-------- The records

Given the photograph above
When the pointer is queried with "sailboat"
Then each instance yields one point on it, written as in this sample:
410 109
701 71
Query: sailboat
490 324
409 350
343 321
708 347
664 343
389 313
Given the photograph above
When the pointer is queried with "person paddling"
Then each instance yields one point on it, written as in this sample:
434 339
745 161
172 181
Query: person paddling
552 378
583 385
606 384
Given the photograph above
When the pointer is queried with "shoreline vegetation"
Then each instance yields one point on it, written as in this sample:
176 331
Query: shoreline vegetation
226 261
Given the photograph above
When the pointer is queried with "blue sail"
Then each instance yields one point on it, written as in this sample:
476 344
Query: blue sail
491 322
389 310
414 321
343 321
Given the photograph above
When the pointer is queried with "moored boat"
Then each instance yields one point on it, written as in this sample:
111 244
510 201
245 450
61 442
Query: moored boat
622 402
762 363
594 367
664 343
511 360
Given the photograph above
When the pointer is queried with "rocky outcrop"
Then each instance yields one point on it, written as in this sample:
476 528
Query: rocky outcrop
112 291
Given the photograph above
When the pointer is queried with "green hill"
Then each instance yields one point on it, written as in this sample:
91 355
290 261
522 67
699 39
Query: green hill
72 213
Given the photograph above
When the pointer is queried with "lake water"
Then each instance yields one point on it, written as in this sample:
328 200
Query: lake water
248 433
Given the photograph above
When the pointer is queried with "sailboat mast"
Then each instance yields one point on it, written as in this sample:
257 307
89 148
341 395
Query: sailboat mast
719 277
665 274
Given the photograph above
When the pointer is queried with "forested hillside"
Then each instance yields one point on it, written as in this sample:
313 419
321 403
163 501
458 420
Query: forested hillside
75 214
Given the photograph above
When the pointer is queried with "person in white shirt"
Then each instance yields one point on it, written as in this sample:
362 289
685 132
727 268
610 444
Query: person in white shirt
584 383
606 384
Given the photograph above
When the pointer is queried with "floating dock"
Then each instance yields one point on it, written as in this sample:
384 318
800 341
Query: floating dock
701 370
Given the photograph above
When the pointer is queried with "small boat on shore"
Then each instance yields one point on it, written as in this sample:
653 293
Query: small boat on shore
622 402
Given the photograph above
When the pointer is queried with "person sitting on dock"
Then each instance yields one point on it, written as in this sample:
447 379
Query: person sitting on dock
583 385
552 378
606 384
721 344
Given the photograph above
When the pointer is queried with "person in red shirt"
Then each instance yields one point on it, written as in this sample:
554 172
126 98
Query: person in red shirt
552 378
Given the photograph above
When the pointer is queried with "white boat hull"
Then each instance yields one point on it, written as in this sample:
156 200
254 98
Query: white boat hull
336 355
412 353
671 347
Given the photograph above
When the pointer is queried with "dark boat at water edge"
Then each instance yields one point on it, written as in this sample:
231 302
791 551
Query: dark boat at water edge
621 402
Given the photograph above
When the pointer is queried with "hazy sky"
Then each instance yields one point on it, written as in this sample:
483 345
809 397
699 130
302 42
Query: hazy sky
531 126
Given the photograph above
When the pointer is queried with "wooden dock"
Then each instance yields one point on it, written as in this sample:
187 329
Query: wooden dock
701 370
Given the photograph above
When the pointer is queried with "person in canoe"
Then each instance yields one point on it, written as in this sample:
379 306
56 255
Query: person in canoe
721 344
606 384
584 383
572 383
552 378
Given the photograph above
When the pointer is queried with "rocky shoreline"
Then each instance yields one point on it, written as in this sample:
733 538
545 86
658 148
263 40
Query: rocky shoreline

----------------

Work required =>
Your job is to write out the data exactly as it stands.

Exercise output =>
Given the photograph above
When the pointer is queried with "sailboat"
Then each instance yields one point on it, written as in this sample:
410 109
701 71
Query: sailboat
490 324
409 350
343 321
708 347
664 343
389 313
Given the photograph above
When the pointer is queried with "person paddling"
Then each instance yields one point on it, written as in this sample:
434 339
745 161
172 181
Query: person paddling
552 378
583 385
606 384
Given the photograph above
When the pointer is queried with "shoreline vegetation"
Then each instance yields one point on it, written as in this sample:
176 331
Query: shoreline vegetation
226 261
Given the photograph above
When the pointer is queried with "blue sail"
Then each instance yields one point on it, written as in this sample:
476 344
Query: blue sail
491 322
389 310
414 321
343 321
Given the photograph above
When the pointer is queried with "moored boat"
Then each instance yields one point on it, written as in this sample:
111 244
510 201
245 450
61 442
Query: moored boat
622 402
762 363
594 367
664 343
511 360
Given the photograph above
When the pointer is queried with "rocky outcrop"
Then each instance yields one point on it, written as in this sample:
476 528
Query: rocky outcrop
112 291
Given the photograph above
When the pointer is queried with "green hill"
Then each instance yields one point on it, written as in this sample:
91 355
290 261
522 67
699 39
Query: green hill
72 213
Given the photograph above
When the pointer is queried with "lake water"
Then each instance yields one point on it, written as in this sample:
328 200
Query: lake water
248 433
Given the photograph above
When the pointer is queried with "sailboat mast"
Then each instance yields one point on it, written as in this sample:
257 307
89 148
341 395
Query: sailboat mast
719 277
665 274
Given the photograph above
When the pointer is queried with "forested hillside"
Then each instance yields one point on it, written as in this sample:
313 419
321 403
163 501
458 420
Query: forested hillside
75 214
Given the photograph above
When the pointer is queried with "person in white shirt"
Then each instance yields one point on it, written as in this sample:
362 289
685 132
727 268
610 444
Query: person in white shirt
584 383
606 384
Given the photograph above
When the pointer is queried with "floating dock"
Then each instance yields one point on it, written as in this sample:
384 318
800 341
Query: floating dock
701 370
Given the photograph above
When the pointer is queried with "small boat on shore"
Then each instance yields one point on it, written as in this sample:
653 293
Query: small boat on shore
622 402
Given the photograph above
When the pointer is queried with "person sitting on dock"
Then each instance yields one point on it, written as in this sample:
447 379
Query: person sitting on dock
583 385
552 378
606 384
721 344
Given the photograph above
When the pointer is queried with "person in red shirt"
Then each instance yields one point on it, written as in this sample:
554 172
126 98
Query: person in red shirt
552 378
Given the photograph above
When the pointer is queried with "white boat hull"
Then each instance yields one point on it, written as in this sample:
156 200
254 98
Query: white boat hull
336 355
412 353
671 347
Given the photograph above
When the pointer is queried with "dark boat at water edge"
Then each instance yields one point on it, written as in this sample:
231 302
791 551
Query: dark boat at water edge
621 402
Given the photograph above
When the pointer is queried with "hazy sky"
Then each instance yields one point on it, written as in this sample:
483 345
809 397
699 130
302 42
Query: hazy sky
531 126
Given the photograph above
When the pointer is queried with "wooden dock"
Then each instance yields one point on it, written as in this sample:
187 329
Query: wooden dock
701 370
Given the photograph above
When the pointer is queried with "person in canoe"
Then each instance yields one point on it, written as in this sample:
379 306
56 255
Query: person in canoe
721 344
606 384
584 383
572 383
552 378
Given the photograph above
When the pointer is queried with "rocky shoreline"
Then each instance yields one point on it, written as in this sample:
733 538
545 86
658 148
263 40
Query: rocky shoreline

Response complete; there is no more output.